Egeria estuvo durante un tiempo en Constantinopla y de allí partió hacia
Jerusalén, visitó Galilea y llegó a Siria y, más tarde fue a Egipto. Va anotando
los lugares que encuentra y contando sus experiencias durante los tres años que
duró su viaje. En Jerusalén, describe la liturgia seguida en los actos
religiosos a lo largo de los distintos ciclos litúrgicos del año. Escribía en un
latín coloquial y no dudaba en soportar las mayores dificultades con tal de
llegar al lugar santo que se había propuesto visitar. Narra las procesiones que
hacían los peregrinos en los lugares que conservaban la memoria de los
acontecimientos de la vida de Jesús ya que así lo habían transmitido cristianos
de la primera hora y las sucesivas generaciones. Desde Belén, escribe: “Se
celebra la vigilia en la iglesia mayor de Belén donde está la gruta en la que
nació el Señor. Al día siguiente, se celebra la misa de manera que los
presbíteros y el obispo predican sobre motivos apropiados al día y al
lugar.”

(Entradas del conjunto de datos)
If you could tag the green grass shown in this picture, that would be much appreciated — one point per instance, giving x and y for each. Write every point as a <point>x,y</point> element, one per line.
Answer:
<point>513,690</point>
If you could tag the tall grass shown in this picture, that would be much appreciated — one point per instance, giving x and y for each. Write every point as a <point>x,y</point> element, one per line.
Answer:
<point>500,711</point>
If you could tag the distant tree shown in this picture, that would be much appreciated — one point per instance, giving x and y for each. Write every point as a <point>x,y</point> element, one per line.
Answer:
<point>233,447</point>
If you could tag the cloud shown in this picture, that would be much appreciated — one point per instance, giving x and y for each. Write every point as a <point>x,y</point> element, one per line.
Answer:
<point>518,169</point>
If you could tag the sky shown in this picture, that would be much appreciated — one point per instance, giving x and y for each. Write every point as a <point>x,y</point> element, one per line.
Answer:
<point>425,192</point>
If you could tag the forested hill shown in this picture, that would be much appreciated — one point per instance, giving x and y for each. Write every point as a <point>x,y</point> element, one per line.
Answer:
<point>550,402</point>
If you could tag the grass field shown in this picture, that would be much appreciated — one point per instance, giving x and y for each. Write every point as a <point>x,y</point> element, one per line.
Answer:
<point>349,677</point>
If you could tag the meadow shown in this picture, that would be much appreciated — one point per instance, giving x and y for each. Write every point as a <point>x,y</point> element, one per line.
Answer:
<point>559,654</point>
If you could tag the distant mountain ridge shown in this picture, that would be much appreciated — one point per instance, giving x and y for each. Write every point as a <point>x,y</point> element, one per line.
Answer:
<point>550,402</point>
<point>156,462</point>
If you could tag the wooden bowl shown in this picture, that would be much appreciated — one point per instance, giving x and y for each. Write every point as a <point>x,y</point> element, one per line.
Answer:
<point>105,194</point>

— Tarea a realizar —
Reproduce completo el fragmento sobre el viaje de Egeria, sin alterar ninguna palabra.

— La solución —
Egeria estuvo durante un tiempo en Constantinopla y de allí partió hacia
Jerusalén, visitó Galilea y llegó a Siria y, más tarde fue a Egipto. Va anotando
los lugares que encuentra y contando sus experiencias durante los tres años que
duró su viaje. En Jerusalén, describe la liturgia seguida en los actos
religiosos a lo largo de los distintos ciclos litúrgicos del año. Escribía en un
latín coloquial y no dudaba en soportar las mayores dificultades con tal de
llegar al lugar santo que se había propuesto visitar. Narra las procesiones que
hacían los peregrinos en los lugares que conservaban la memoria de los
acontecimientos de la vida de Jesús ya que así lo habían transmitido cristianos
de la primera hora y las sucesivas generaciones. Desde Belén, escribe: “Se
celebra la vigilia en la iglesia mayor de Belén donde está la gruta en la que
nació el Señor. Al día siguiente, se celebra la misa de manera que los
presbíteros y el obispo predican sobre motivos apropiados al día y al
lugar.”